* **Items from a data source**:
------------------------------

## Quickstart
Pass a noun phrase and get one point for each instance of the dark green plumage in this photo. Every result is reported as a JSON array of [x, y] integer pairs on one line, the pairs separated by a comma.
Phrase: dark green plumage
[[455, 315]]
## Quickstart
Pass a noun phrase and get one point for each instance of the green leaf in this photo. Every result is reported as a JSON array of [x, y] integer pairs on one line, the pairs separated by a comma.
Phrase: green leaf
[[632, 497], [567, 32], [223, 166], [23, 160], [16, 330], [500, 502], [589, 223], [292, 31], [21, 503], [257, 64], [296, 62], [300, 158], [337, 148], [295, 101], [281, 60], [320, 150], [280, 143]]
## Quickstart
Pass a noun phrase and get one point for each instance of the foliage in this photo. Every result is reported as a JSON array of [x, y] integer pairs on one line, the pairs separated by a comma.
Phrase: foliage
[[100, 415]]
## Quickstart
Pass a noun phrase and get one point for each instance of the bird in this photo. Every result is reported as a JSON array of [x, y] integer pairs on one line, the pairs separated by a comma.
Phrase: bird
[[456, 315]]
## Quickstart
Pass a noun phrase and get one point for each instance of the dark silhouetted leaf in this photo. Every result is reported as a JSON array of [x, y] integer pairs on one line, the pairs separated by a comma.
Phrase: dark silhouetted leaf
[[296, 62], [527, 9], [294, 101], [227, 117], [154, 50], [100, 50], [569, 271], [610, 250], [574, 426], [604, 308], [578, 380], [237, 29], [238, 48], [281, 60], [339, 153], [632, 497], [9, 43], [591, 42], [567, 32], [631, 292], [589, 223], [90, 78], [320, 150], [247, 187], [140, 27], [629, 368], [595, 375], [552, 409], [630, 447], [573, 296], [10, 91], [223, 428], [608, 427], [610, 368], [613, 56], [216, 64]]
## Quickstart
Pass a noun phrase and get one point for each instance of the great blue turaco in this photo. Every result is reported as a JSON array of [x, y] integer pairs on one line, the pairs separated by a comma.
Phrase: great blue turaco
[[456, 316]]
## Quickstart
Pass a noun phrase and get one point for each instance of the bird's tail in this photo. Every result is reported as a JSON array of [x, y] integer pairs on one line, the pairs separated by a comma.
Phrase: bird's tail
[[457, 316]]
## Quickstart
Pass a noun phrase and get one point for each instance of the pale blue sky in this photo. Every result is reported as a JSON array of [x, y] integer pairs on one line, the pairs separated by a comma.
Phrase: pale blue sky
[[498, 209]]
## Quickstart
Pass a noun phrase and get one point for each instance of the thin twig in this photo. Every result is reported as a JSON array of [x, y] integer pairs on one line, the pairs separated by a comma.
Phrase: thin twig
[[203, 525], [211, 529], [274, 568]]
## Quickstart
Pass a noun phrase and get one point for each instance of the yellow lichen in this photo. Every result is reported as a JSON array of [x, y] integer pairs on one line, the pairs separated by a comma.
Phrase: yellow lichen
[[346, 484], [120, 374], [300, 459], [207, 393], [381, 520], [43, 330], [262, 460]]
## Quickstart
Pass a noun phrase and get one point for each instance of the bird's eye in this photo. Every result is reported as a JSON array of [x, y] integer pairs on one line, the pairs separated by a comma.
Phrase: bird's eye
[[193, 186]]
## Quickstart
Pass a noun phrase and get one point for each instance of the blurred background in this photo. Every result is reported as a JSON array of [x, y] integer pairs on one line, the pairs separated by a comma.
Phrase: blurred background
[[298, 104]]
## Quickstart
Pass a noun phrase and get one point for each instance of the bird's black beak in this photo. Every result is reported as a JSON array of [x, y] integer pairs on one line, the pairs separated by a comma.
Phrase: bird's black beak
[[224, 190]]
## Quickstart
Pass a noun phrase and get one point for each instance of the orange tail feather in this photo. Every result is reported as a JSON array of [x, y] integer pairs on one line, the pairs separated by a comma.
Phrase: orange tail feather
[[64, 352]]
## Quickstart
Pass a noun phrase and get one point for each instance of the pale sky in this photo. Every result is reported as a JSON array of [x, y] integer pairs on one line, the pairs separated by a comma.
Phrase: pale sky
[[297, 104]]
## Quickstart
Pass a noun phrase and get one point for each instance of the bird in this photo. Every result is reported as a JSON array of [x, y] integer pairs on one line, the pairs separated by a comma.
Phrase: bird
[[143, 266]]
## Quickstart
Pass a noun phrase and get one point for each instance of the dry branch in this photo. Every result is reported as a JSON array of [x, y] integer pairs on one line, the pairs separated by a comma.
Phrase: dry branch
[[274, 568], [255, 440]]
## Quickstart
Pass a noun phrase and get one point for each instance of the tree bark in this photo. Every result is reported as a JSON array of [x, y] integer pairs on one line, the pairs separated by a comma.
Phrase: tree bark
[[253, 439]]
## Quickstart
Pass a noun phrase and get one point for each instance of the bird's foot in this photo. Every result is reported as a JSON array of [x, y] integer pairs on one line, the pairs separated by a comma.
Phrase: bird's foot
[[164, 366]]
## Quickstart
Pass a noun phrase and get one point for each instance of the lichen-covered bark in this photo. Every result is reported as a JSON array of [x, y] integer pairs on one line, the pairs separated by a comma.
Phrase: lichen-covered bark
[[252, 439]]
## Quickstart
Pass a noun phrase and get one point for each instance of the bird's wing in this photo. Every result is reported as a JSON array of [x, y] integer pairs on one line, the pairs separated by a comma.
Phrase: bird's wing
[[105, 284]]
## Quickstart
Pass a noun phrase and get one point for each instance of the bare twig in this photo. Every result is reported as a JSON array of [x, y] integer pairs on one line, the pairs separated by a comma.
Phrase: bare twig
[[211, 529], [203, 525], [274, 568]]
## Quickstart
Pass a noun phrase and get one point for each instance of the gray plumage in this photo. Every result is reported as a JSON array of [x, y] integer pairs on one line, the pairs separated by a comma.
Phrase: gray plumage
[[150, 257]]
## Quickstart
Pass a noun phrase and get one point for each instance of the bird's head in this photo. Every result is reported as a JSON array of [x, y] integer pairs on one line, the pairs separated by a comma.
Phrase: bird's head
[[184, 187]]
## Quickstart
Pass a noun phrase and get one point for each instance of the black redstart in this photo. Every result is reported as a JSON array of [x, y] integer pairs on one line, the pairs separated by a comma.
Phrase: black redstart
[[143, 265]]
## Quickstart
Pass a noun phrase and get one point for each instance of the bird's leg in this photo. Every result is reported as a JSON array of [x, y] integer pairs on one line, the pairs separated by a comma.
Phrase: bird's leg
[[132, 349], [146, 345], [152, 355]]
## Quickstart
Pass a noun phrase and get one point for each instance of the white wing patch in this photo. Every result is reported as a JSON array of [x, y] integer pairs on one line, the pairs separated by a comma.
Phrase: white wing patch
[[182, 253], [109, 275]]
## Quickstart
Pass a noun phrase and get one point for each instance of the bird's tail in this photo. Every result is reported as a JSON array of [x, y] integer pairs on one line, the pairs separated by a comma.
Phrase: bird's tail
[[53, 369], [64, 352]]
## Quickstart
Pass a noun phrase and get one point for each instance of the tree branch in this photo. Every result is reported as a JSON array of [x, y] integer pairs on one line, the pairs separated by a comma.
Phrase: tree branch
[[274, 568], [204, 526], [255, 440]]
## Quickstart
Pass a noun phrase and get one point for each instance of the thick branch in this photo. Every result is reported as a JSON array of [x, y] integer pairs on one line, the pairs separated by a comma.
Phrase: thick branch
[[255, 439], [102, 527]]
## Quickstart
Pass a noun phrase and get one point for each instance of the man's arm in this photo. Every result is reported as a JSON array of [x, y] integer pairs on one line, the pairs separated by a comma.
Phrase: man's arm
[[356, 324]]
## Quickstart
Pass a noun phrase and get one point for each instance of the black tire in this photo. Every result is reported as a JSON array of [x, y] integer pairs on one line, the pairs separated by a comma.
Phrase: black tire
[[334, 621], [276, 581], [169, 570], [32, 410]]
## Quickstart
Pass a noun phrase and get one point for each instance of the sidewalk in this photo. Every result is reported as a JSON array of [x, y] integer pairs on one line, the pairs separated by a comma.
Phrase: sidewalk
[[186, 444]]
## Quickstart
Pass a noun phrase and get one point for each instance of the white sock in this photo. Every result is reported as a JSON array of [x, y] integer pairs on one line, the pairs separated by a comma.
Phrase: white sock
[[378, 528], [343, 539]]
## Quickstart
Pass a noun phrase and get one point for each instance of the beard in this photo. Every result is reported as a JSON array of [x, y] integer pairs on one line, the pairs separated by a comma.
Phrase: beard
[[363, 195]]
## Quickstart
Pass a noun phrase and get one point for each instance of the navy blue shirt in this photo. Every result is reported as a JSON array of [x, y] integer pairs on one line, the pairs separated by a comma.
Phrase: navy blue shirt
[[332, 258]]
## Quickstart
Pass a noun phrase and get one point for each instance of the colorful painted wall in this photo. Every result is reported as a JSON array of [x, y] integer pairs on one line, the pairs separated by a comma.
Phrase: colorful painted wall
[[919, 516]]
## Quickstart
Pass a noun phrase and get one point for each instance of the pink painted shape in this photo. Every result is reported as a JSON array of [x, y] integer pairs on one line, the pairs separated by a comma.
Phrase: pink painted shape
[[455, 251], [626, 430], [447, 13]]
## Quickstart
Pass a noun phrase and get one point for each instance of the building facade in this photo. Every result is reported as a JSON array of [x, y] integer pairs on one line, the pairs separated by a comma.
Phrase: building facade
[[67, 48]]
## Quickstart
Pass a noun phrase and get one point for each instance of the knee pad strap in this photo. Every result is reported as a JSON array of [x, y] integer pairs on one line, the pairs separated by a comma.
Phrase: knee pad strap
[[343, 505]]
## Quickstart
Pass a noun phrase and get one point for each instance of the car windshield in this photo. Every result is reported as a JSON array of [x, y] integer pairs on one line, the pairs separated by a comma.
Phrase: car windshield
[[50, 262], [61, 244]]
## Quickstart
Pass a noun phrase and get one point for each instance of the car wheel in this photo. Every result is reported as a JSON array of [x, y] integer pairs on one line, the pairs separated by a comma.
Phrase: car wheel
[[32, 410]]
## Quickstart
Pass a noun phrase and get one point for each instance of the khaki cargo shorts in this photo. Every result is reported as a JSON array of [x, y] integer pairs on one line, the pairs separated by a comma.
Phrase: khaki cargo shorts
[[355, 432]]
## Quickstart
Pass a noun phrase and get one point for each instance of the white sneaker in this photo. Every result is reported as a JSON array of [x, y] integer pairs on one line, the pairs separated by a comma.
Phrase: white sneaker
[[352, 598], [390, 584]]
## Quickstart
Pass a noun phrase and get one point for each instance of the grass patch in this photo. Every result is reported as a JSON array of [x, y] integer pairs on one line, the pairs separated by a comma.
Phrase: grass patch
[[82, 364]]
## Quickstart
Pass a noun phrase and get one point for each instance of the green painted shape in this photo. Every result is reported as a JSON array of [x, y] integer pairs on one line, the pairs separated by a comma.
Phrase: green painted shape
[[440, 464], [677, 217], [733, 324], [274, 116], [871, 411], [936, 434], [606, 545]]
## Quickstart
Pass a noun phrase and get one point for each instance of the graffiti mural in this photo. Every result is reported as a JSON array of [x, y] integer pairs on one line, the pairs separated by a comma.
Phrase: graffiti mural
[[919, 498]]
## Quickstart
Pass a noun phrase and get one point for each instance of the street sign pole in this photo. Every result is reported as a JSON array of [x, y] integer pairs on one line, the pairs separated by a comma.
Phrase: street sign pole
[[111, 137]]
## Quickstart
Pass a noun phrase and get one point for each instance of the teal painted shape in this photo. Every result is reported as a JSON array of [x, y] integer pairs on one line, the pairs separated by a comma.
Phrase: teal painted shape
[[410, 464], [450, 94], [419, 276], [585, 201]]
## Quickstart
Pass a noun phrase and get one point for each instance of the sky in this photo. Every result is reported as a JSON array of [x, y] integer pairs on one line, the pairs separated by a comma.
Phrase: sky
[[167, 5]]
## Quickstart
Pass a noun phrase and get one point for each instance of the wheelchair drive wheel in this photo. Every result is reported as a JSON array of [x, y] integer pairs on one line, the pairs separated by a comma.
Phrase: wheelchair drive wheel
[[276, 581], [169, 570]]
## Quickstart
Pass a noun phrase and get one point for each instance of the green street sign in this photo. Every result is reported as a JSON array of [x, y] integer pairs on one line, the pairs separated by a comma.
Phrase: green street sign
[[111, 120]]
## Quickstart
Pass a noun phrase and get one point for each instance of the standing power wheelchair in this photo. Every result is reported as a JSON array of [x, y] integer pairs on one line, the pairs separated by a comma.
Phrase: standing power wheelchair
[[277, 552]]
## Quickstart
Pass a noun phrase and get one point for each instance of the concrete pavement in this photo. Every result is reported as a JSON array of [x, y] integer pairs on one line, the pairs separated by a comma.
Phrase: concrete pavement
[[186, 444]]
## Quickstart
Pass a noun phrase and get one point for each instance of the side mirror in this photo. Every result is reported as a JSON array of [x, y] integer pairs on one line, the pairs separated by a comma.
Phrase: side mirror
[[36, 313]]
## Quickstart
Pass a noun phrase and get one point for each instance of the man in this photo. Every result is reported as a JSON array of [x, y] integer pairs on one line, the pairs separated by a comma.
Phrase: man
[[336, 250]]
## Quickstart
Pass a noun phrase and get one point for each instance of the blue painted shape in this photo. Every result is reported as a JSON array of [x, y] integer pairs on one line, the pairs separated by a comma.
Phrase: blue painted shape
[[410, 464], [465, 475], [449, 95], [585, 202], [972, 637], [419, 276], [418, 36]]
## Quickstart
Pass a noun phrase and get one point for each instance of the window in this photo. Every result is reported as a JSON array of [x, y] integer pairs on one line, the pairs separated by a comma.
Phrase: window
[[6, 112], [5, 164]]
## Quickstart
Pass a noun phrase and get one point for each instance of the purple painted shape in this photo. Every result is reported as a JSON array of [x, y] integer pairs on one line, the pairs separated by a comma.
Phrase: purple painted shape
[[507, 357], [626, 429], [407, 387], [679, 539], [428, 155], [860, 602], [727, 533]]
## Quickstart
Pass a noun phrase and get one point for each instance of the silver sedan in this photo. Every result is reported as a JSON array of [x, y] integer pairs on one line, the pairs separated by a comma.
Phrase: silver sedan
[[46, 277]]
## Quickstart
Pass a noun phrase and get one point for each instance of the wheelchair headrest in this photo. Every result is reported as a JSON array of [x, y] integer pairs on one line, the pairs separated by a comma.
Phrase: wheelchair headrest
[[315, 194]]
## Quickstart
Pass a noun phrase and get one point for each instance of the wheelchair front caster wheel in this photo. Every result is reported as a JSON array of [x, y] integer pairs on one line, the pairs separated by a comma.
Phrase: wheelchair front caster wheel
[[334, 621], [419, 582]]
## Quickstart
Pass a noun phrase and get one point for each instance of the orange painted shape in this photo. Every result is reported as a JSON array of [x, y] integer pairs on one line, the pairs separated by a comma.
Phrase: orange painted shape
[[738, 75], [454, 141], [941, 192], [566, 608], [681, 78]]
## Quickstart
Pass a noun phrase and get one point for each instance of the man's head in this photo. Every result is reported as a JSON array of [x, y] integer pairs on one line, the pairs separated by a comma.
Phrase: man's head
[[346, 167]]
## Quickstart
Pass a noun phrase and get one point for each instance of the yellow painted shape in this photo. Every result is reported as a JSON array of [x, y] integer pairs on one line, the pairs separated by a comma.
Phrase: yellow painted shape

------------------------------

Pull out the part of the listing that runs from its first line through the line containing "[[455, 315]]", including both ends. Reproduce those lines without any change.

## Quickstart
Pass a noun phrase and get one point for each instance of the dark green plumage in this photo. Every result is reported as a JSON array of [x, y] integer pairs on one line, the pairs separated by a comma.
Phrase: dark green plumage
[[455, 315]]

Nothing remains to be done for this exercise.